→ **Input data**
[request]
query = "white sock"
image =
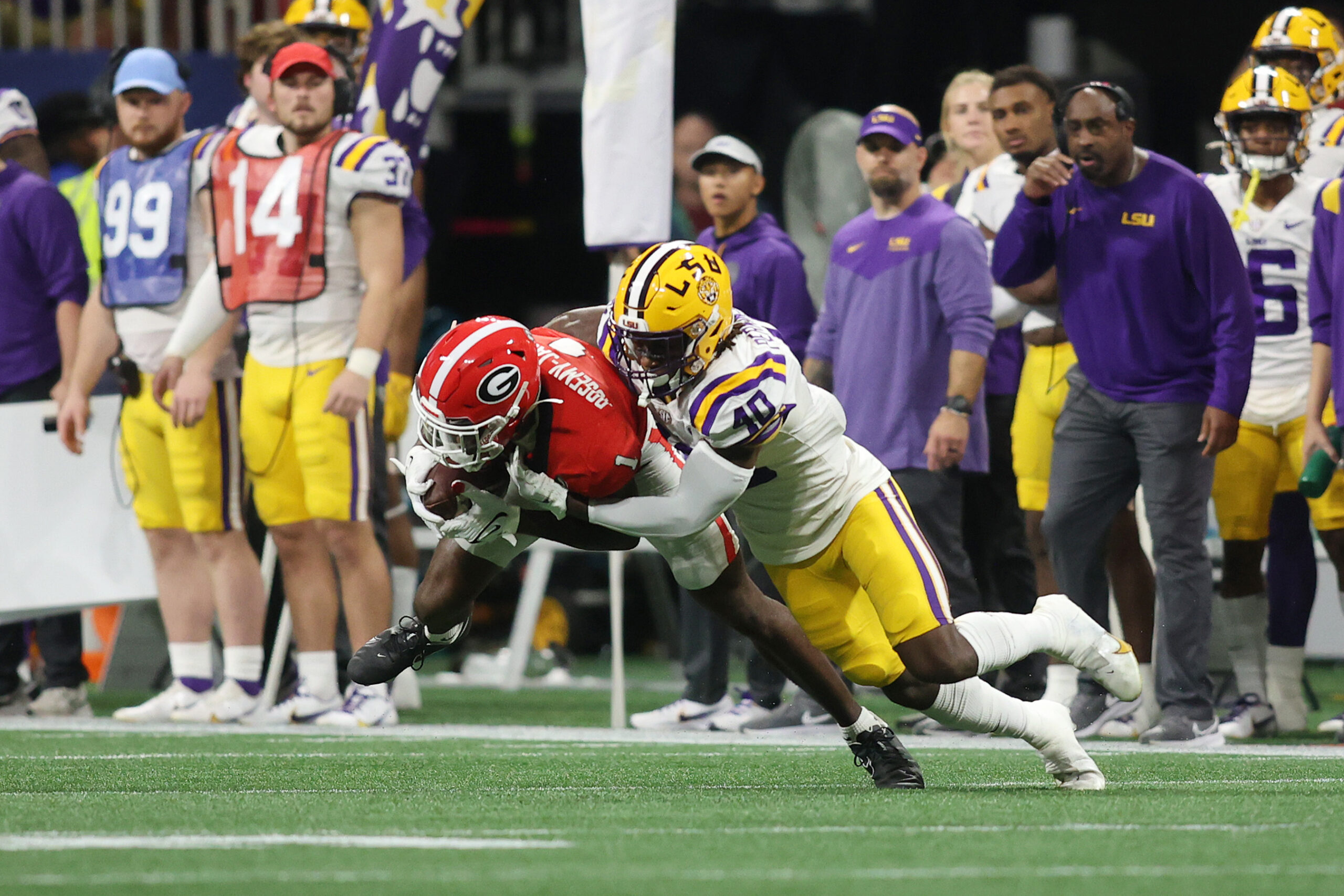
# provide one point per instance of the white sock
(1003, 638)
(973, 705)
(318, 673)
(244, 662)
(1061, 683)
(867, 721)
(405, 581)
(1246, 640)
(191, 660)
(1284, 686)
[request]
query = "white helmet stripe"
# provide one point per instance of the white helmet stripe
(635, 296)
(456, 355)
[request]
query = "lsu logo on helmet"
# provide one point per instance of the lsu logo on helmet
(1257, 93)
(671, 313)
(1292, 34)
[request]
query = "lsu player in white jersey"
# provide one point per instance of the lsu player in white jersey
(1269, 202)
(185, 471)
(310, 241)
(822, 512)
(1308, 46)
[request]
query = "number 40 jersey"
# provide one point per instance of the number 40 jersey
(808, 475)
(1277, 250)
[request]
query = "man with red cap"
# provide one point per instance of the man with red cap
(308, 237)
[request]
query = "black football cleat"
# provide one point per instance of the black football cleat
(402, 647)
(886, 760)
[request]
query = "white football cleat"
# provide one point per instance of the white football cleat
(301, 708)
(162, 705)
(226, 703)
(1053, 736)
(1086, 645)
(680, 715)
(741, 714)
(365, 707)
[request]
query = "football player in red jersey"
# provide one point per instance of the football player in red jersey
(492, 392)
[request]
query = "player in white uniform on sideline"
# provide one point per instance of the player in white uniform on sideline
(310, 241)
(834, 531)
(1306, 45)
(1270, 205)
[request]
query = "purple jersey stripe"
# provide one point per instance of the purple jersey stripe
(759, 361)
(354, 475)
(225, 492)
(930, 594)
(745, 388)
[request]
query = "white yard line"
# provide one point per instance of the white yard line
(538, 735)
(634, 873)
(58, 841)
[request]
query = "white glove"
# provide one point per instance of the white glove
(539, 488)
(487, 518)
(420, 461)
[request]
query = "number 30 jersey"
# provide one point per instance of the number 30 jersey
(296, 227)
(1277, 250)
(808, 475)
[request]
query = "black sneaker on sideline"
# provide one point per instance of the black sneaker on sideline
(402, 647)
(886, 760)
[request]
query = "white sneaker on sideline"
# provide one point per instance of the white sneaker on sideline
(162, 705)
(62, 702)
(741, 714)
(680, 715)
(1066, 761)
(1089, 647)
(226, 703)
(365, 707)
(301, 708)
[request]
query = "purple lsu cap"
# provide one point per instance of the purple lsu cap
(893, 121)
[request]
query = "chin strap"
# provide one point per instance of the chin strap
(1244, 214)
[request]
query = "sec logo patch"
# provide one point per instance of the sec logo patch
(499, 385)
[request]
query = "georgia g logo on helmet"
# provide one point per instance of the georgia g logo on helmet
(499, 385)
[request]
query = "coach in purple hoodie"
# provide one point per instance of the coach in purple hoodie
(766, 268)
(1156, 301)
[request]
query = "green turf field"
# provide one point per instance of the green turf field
(411, 812)
(107, 809)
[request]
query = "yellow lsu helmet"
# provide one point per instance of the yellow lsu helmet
(670, 318)
(1303, 31)
(328, 15)
(1258, 92)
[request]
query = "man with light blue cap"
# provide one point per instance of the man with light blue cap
(185, 468)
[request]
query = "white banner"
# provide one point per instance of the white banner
(68, 535)
(628, 121)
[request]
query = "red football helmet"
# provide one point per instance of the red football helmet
(474, 390)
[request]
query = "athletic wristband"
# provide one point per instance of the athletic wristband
(365, 362)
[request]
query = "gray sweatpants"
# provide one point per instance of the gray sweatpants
(1104, 450)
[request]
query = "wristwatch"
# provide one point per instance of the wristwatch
(959, 405)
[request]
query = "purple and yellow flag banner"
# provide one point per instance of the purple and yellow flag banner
(411, 49)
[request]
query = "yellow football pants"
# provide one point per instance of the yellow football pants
(304, 462)
(1041, 398)
(183, 477)
(1264, 461)
(877, 585)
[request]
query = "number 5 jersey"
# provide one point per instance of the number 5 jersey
(1276, 246)
(282, 236)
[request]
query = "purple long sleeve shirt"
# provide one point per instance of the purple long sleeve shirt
(768, 279)
(901, 296)
(1326, 285)
(1152, 288)
(42, 265)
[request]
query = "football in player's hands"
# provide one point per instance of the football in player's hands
(447, 486)
(444, 489)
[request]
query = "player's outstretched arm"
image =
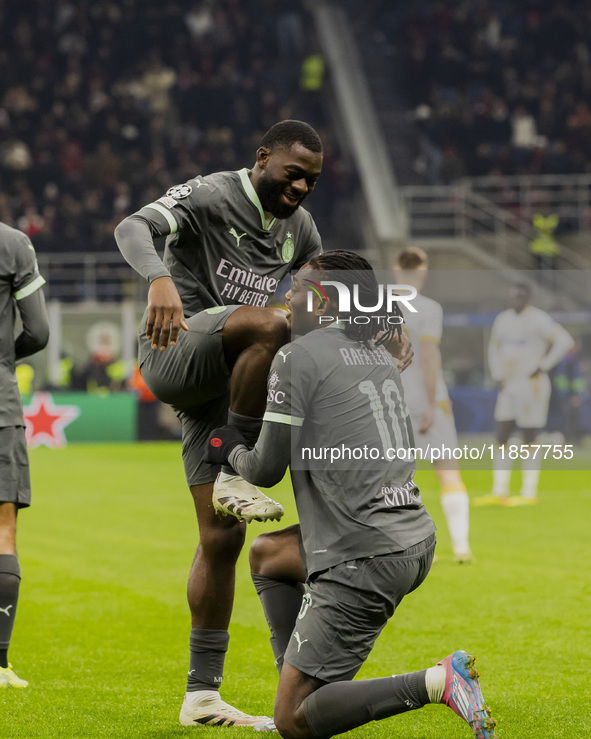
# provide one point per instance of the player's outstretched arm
(264, 465)
(562, 343)
(35, 333)
(165, 313)
(165, 310)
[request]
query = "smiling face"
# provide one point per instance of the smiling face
(282, 178)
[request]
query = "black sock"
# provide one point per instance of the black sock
(10, 578)
(249, 427)
(339, 707)
(208, 649)
(281, 603)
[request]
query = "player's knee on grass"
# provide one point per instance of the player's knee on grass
(248, 326)
(264, 550)
(223, 543)
(276, 555)
(8, 514)
(290, 719)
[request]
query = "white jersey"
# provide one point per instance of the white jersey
(522, 343)
(424, 325)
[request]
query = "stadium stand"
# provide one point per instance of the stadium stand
(494, 87)
(107, 104)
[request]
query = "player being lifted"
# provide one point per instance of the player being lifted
(205, 346)
(20, 284)
(428, 400)
(366, 538)
(525, 343)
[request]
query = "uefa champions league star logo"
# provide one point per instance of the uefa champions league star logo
(45, 422)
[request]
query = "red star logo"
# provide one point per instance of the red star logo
(46, 421)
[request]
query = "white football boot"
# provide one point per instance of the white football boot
(233, 495)
(205, 707)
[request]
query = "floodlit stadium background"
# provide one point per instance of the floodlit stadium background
(448, 126)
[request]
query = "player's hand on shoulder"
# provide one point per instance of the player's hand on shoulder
(165, 313)
(221, 442)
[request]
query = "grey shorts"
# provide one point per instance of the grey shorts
(15, 483)
(194, 379)
(346, 607)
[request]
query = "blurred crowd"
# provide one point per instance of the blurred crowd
(496, 87)
(104, 105)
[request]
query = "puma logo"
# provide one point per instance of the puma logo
(235, 235)
(299, 641)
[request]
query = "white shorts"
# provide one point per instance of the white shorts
(442, 431)
(525, 401)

→ **Aim of the task**
Write out all the records exactly, omitting the images.

→ **Reply to the task**
[request]
query = "white sock"
image =
# provide one point per instance of the white sock
(1003, 638)
(973, 705)
(318, 673)
(244, 662)
(1061, 683)
(867, 721)
(405, 581)
(1246, 640)
(191, 660)
(1284, 686)
[request]
query = "white helmet stripe"
# provide one point per instance of the white helmet stripe
(635, 296)
(456, 355)
[request]
query = "lsu logo on helmet"
# provide one point per instance of the lsu logo on helmet
(1257, 93)
(671, 313)
(1292, 34)
[request]
query = "lsu player in white jersey"
# provide one point per instance of the lsu player in white jersey
(1269, 202)
(185, 471)
(310, 241)
(822, 512)
(1308, 46)
[request]
query = "number 40 jersey"
# provide one point per instance of the number 40 jersey
(808, 475)
(1277, 250)
[request]
query = "man with red cap"
# provide one point per instance of the man with red cap
(308, 237)
[request]
query = "black football cleat"
# provide one point per instance of the black football cleat
(402, 647)
(886, 760)
[request]
query = "white football cleat"
# provide one point per instance of the white football cleat
(301, 708)
(162, 705)
(226, 703)
(1053, 736)
(1086, 645)
(680, 715)
(741, 714)
(365, 707)
[request]
query = "football player in red jersey"
# provide one point per instance of the football player in red jersey
(492, 392)
[request]
query = "player in white uniform on sideline"
# provide one point per instance of the player in white uniform on sideline
(310, 241)
(834, 531)
(1306, 45)
(1270, 205)
[request]
query = "purple jersey stripe"
# provide one point per instance of the purple jersey stripe
(759, 361)
(354, 475)
(225, 492)
(930, 594)
(745, 388)
[request]
query = "white yard line"
# provide one point per instance of the white yard line
(538, 735)
(634, 873)
(58, 841)
[request]
query = "white glove"
# provide one point per instance of the white glove
(539, 488)
(487, 518)
(420, 461)
[request]
query = "number 30 jersey"
# provide one point per instance of the number 30 jersey
(296, 227)
(1277, 250)
(808, 475)
[request]
query = "black sneaker on sideline"
# provide one point per instance of the black sneaker on sideline
(402, 647)
(886, 760)
[request]
query = "white sneaker on sideline"
# provide one point per instance of the white sneaker on sideline
(162, 705)
(62, 702)
(741, 714)
(680, 715)
(1066, 761)
(1089, 647)
(226, 703)
(365, 707)
(301, 708)
[request]
query = "purple lsu cap"
# provide one point per instance of the purple lsu cap
(893, 121)
[request]
query = "chin strap"
# provide one point per instance of the chin strap
(1244, 214)
[request]
query = "sec logo patch"
# provide one point per instance of the sec logo patch
(499, 385)
[request]
query = "georgia g logo on helmet"
# provide one point per instance of the georgia g logo on helmet
(499, 385)
[request]
query = "coach in purple hoodie"
# provide one point per instance of the coach in purple hoodie
(766, 268)
(1156, 301)
[request]
query = "green turf field"
# provide one point per instance of the green turf field
(411, 812)
(107, 809)
[request]
query = "yellow lsu helmet"
# provide one point per instance of the yellow lsu helmet
(670, 318)
(1303, 31)
(328, 15)
(1258, 92)
[request]
query = "man with light blue cap"
# provide one point per instance of the man with light blue cap
(185, 468)
[request]
query = "white banner"
# provide one point per instance of the white banner
(68, 535)
(628, 121)
[request]
query = "red football helmet"
# provide one point per instance of the red football helmet
(474, 390)
[request]
query = "athletic wristband"
# provide one point per instance of the athletic wristband
(365, 362)
[request]
query = "gray sweatpants"
# provide one point per instance of the gray sweatpants
(1104, 450)
[request]
query = "wristwatch"
# provide one point per instance of the wristwatch
(959, 405)
[request]
query = "purple and yellow flag banner"
# provide one point per instance of the purple and yellow flag banner
(411, 49)
[request]
query = "yellow football pants"
# provide one point per instance of the yellow football pants
(304, 462)
(1041, 398)
(183, 477)
(1264, 461)
(877, 585)
[request]
query = "number 5 jersey"
# provide one point per instance of the number 5 jersey
(1276, 246)
(282, 236)
[request]
query = "purple long sleeve shirt"
# provide one point per instance of the purple long sleeve shirt
(768, 279)
(901, 296)
(1326, 285)
(1152, 288)
(42, 265)
[request]
query = "football in player's hands"
# provide one point per instance of the football in player's hands
(447, 486)
(444, 489)
[request]
query = "player's outstretched arm"
image =
# provide one point per instance of the player's outstretched arm
(264, 465)
(562, 343)
(35, 333)
(165, 313)
(165, 310)
[request]
query = "smiling face"
# provide one point per instance of the smiling face
(282, 178)
[request]
query = "black sock"
# provide one point per instance of the black sock
(10, 578)
(249, 427)
(339, 707)
(208, 649)
(281, 603)
[request]
query = "player's knee on grass"
# provide one point per instance of the player's knee on grass
(248, 326)
(264, 550)
(223, 543)
(276, 555)
(8, 514)
(290, 719)
[request]
query = "white jersey"
# provide one point per instance of the white jersey
(522, 343)
(424, 325)
[request]
query = "stadium stand"
# provide one point per instance of the stadium stand
(494, 87)
(107, 104)
[request]
query = "player being lifted"
# provide one point per instance of the player being lifted
(205, 346)
(20, 284)
(428, 400)
(366, 538)
(525, 343)
[request]
query = "uefa champions league star logo"
# provide one point per instance of the uefa champions league star logo
(45, 422)
[request]
query = "red star logo"
# provide one point per instance of the red star logo
(46, 421)
[request]
query = "white football boot"
# provide one point per instance of the white football boot
(233, 495)
(205, 707)
[request]
query = "floodlit stadium background"
# provide one point per instance of the floodlit stadium background
(448, 126)
[request]
query = "player's hand on shoulder"
# provide one point per instance of the player's hand on shoulder
(165, 313)
(221, 442)
[request]
query = "grey shorts"
# provide one point per instance of the grey shorts
(15, 483)
(194, 379)
(346, 607)
[request]
query = "blurred crowd"
# provide one point per instance of the blurred crowd
(496, 87)
(104, 105)
[request]
query = "puma logo"
# provide one point per instance of the puma logo
(235, 235)
(299, 641)
[request]
query = "white shorts"
# provide one point per instance of the white shorts
(442, 431)
(525, 401)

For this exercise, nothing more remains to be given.